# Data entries
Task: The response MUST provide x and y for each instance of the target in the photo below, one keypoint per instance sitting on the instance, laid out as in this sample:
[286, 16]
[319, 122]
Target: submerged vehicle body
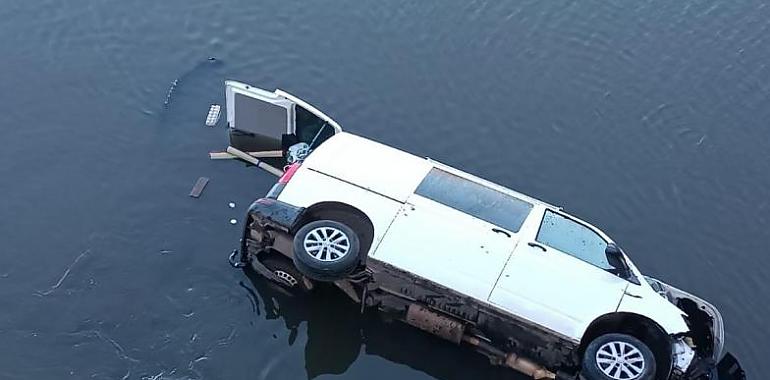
[515, 278]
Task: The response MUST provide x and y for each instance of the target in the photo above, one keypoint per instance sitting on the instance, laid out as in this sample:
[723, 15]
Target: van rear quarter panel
[308, 187]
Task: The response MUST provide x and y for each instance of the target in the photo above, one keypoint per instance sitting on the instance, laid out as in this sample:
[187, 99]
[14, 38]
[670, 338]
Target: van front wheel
[326, 250]
[618, 357]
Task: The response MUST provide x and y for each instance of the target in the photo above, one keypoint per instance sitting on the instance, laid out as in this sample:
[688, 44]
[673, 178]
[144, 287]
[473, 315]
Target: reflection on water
[337, 333]
[647, 118]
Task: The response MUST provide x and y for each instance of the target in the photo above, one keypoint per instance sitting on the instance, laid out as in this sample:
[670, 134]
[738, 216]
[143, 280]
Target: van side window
[475, 199]
[573, 238]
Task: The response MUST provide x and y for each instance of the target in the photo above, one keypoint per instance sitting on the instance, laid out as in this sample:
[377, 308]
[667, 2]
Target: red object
[288, 173]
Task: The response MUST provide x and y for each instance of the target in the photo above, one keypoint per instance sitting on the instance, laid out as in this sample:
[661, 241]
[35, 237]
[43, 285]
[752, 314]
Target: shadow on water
[337, 331]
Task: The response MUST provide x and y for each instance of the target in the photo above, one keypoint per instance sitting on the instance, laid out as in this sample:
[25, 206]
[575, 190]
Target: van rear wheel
[618, 357]
[326, 250]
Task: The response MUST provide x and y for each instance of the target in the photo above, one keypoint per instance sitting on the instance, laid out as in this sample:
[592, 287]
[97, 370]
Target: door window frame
[573, 219]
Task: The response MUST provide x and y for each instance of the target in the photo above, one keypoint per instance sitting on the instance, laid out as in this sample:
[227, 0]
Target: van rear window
[475, 199]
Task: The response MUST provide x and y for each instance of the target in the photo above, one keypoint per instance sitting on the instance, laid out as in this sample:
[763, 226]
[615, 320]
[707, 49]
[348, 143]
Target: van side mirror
[616, 260]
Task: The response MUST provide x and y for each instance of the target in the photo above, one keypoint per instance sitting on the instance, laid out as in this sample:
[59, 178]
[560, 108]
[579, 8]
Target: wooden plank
[200, 184]
[243, 156]
[263, 154]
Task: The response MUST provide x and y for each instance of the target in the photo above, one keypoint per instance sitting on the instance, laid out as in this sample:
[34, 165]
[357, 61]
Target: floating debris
[213, 117]
[198, 187]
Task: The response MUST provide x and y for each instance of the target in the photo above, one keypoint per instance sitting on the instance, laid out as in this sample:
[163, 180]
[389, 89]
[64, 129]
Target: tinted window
[260, 117]
[573, 238]
[475, 199]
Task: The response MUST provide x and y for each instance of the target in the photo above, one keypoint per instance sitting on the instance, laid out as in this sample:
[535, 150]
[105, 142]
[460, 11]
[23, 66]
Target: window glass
[573, 239]
[475, 199]
[311, 128]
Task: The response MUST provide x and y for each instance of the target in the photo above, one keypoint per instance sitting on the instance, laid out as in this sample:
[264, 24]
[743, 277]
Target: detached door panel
[258, 119]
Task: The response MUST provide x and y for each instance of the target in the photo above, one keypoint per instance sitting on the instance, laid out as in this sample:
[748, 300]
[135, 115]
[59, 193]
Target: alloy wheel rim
[620, 360]
[327, 244]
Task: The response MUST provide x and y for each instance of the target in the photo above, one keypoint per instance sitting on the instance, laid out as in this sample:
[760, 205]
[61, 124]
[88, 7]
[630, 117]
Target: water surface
[649, 119]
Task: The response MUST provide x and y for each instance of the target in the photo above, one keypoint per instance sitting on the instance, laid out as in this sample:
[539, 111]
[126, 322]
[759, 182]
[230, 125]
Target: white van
[517, 279]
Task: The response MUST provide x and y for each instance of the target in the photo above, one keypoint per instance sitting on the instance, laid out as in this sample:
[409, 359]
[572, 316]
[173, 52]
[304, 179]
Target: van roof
[384, 169]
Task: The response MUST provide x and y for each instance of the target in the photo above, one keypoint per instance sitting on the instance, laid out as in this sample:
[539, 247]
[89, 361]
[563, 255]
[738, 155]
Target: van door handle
[499, 231]
[535, 245]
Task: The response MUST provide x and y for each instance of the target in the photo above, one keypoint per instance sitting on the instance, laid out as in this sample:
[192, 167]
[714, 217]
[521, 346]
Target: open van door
[264, 121]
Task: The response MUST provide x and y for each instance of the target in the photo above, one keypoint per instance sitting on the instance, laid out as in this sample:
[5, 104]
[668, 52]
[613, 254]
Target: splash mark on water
[64, 275]
[177, 81]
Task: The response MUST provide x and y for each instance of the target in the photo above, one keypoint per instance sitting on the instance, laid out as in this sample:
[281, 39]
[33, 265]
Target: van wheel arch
[638, 326]
[343, 213]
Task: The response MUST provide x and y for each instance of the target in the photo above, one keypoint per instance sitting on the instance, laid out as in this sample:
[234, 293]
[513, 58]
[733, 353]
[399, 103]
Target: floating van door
[271, 122]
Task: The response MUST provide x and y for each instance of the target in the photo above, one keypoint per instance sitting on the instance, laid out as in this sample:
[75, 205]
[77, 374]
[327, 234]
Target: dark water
[648, 118]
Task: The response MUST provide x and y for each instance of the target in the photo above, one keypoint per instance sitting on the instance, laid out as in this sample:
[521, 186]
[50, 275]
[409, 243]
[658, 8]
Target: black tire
[328, 262]
[290, 277]
[639, 363]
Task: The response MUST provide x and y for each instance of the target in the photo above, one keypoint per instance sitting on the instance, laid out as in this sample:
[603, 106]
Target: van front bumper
[707, 330]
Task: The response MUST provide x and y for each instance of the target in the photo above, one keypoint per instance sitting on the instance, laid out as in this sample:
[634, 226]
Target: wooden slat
[262, 154]
[198, 187]
[243, 156]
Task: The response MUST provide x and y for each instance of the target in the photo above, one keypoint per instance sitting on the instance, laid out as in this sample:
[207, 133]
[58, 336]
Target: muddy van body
[512, 277]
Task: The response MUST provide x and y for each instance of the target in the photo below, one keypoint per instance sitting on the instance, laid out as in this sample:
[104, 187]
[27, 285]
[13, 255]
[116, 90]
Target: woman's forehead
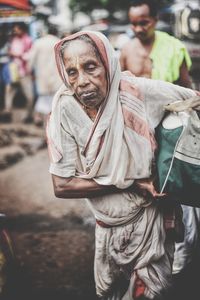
[79, 48]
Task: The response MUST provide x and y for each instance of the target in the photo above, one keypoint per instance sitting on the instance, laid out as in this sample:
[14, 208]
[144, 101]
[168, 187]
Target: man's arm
[74, 187]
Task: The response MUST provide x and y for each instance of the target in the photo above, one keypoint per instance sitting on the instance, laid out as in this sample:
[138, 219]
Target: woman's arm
[74, 187]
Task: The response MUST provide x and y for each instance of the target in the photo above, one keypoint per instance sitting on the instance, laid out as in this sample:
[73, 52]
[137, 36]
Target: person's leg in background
[27, 88]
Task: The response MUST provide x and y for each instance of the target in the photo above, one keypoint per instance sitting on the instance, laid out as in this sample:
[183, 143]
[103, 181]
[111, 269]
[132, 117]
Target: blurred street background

# WHAT IS BEING ASKED
Your task is an exact transcription of all the data, minus the pictures.

# RESPONSE TO THE TASK
Task: The response MUST provide x and y for each instance of the target in the photo below, one keypoint per instance sitting on the instance, laid out as in this sample:
[286, 16]
[319, 122]
Target: submerged vehicle body
[515, 278]
Task: The response MUST provide x and y for each instance of the target in the photo above, one keypoint per instance sitting on the instance, laid out as in this sample:
[723, 15]
Target: van rear quarter panel
[308, 187]
Task: The response MUST provide x and y for each instance of the target in the photo above, one keypoint per instance sitting on the instance, laid out as in this sample:
[187, 99]
[14, 38]
[670, 338]
Target: van front wheel
[326, 250]
[618, 357]
Task: The response MUST provide x and y for each instance of the target in the photo above, one keypoint per instance sitting on the instance, laid out as in this sample:
[688, 44]
[673, 178]
[144, 287]
[473, 315]
Target: reflection on water
[337, 333]
[647, 118]
Task: The response MUST provide x and y for each instance of the target in the photo above, one keypoint per instance sitting on the instance, laid out as in this sample:
[670, 134]
[738, 216]
[143, 280]
Target: van side window
[475, 199]
[573, 238]
Task: The response MUST provide x and y for each instance of the target in the photo above, one keypoint per instance sitting on the instance, laid out as in this sample:
[377, 308]
[667, 2]
Target: red object
[288, 173]
Task: The response MUST provide x and y for each instance of the target in the photo above, one keypoint per instance sitting on the instance, laid out as in this sample:
[661, 241]
[35, 237]
[43, 285]
[752, 314]
Target: shadow on water
[337, 331]
Task: The response MUST provide x and y for each instance of the target in the photo above, one keypoint per instance sitting on the instance, laid out as in this sample:
[25, 206]
[575, 190]
Target: van rear wheel
[618, 357]
[326, 250]
Task: The response MUST provide x and y for each instance of the target in the photo above, one keypoint per instance sitting on the instance, laid out as in this sample:
[592, 287]
[97, 370]
Target: door window frame
[573, 219]
Task: The response MUST provide x and y for each instance of the target in the photo above, one keypoint per instance sitting on the instance, laid out as in this sample:
[227, 0]
Target: van rear window
[475, 199]
Task: The response MUST provide x and y for each instance of the target in the photo above, one keypoint per instance sitting on the instance, laid out as in this sample:
[763, 226]
[615, 320]
[707, 49]
[348, 143]
Target: van side mirror
[616, 260]
Task: The response MUST provide x and y for each instance of the target in the photo above, one keypoint per instance sitting on the instance, laid out as in this sample:
[59, 178]
[560, 108]
[579, 8]
Target: wooden plank
[200, 184]
[243, 156]
[263, 154]
Task: The response MUST provide x and y for each instance of the target in the photo above, one keypoint per instance sitting on the instance, laid out as in this sample:
[34, 165]
[357, 61]
Target: floating debris
[213, 117]
[198, 187]
Task: The response MUST provide x and y for each instance of the target in the photo above, one keypoint per instance sitting on the instance, laid out as in this sample:
[163, 180]
[389, 89]
[64, 129]
Target: tinted window
[260, 117]
[573, 238]
[475, 199]
Task: The response MUST provide x and y for each instance of the target in the photo above, one keypoint per instance sitting on the instance, laid out as in this sample:
[535, 150]
[105, 142]
[460, 11]
[23, 66]
Target: window glass
[573, 239]
[475, 199]
[311, 128]
Task: The response MUST provide x and y for each instance of the target in the photo above, one keypoint per instance sitting on the instance, laid out as in this sample:
[264, 24]
[743, 277]
Target: detached door panel
[258, 119]
Task: The response MUST provide x and y for each instance of the target in the photo above, one keypoint per instance sitting on the instance, laid out as in this sample:
[748, 300]
[135, 115]
[59, 193]
Target: alloy wheel rim
[620, 360]
[327, 244]
Task: The response MUST provide x and y for each instance of the target in the photo above, one keypoint per instance sitting on the instance, laid out as in this sample:
[760, 205]
[61, 124]
[88, 7]
[630, 117]
Target: water surface
[649, 119]
Task: The response MUST provide x and y for each instance of the target in the photo above, one keypoint per instance sitting on the instance, laid out as in this sample:
[539, 111]
[126, 322]
[759, 182]
[230, 125]
Target: white van
[517, 279]
Task: The response MUST provide x and y for each instance of the target in the photo above, one keypoint per instance sitting on the instance, laid out as in this sample:
[409, 359]
[572, 316]
[173, 52]
[304, 179]
Target: van roof
[384, 169]
Task: The response MUST provide x and y for each instance of the target in the photo above, one keypoint per instance sitting on the instance, laid out as in this sample:
[539, 247]
[89, 361]
[563, 255]
[738, 155]
Target: van door handle
[499, 231]
[535, 245]
Task: The response MUST provide x and y for each instance of the target in the photo above, one keypoint per instance sitting on the instance, laid out as in this sample:
[192, 167]
[714, 217]
[521, 346]
Target: open van door
[264, 121]
Task: The response MUST provide x and y for each instance of the target in the photo above, one keypoint per instance sitting on the instance, laid out as in this sample:
[5, 104]
[668, 52]
[613, 254]
Target: splash mark on water
[64, 275]
[177, 81]
Task: The response MUST provide x and y for each instance of the target in the photo above, one keypoint per instance sitting on the instance, laid out as in this sample:
[281, 39]
[33, 265]
Target: van wheel arch
[638, 326]
[343, 213]
Task: The response MUST provide x and y for each instance of the target in the photo above, one keypoint per instance sitting on the instance, laid out as in this sample:
[234, 293]
[513, 58]
[733, 353]
[399, 103]
Target: floating van door
[271, 122]
Task: The response MUST provide x and y for each instance of the target in the photo above, one keypoint per instance sitting on the instance, laid out as in this sample:
[75, 205]
[77, 374]
[327, 234]
Target: dark water
[648, 118]
Task: The response MUST provide x and y for each instance of the target in the photo above, one keypoint per instance sitting on the instance, laid out as in this sample:
[521, 186]
[50, 275]
[409, 243]
[658, 8]
Target: black tire
[328, 262]
[290, 277]
[639, 363]
Task: The response MUST provide x and y for each instance of the target in the photo above, one keypoint per instance sitting on the instance, laid out as in this sample:
[603, 106]
Target: van front bumper
[707, 330]
Task: The response MUST provide x and y for each instance of the target in the photo above, one keypoint per instance sitting on the instance, laid out as in this sample:
[634, 226]
Target: wooden slat
[262, 154]
[198, 187]
[243, 156]
Task: The response MUST provide x and y for each instance of the target in the photo above, one keypoint per instance sitting on the instance, laid out as in this sample:
[207, 133]
[58, 336]
Target: muddy van body
[512, 277]
Task: The response MUST provide x and y for each instance of the target in the photo below, one keypoint per instance sitting on the instance, laid out as in this sample:
[104, 187]
[27, 285]
[13, 255]
[116, 90]
Target: woman's forehead
[79, 48]
Task: The response MUST provide x and y for each instance of the target in the photo above, one keypoint per instance sitting on the instance, laid out as in this sample:
[14, 208]
[144, 101]
[168, 187]
Target: man's arm
[74, 187]
Task: The response MUST provide x and y for each instance of the target in the photo above, one keypoint per instance sitting on the instance, laid out as in this sample:
[138, 219]
Target: woman's arm
[74, 187]
Task: The response MUST provide x and y for each instance of the target in the photo above, one keypoint per instance sitting on the instance, laid out as in this sample:
[73, 52]
[137, 36]
Target: person's leg in background
[27, 88]
Task: The response MUST provide x and y for each instance of the target in the photo above, one keypoint per instance sitting on the instance, laid out as in this sample:
[183, 143]
[103, 181]
[111, 269]
[132, 117]
Target: blurred street background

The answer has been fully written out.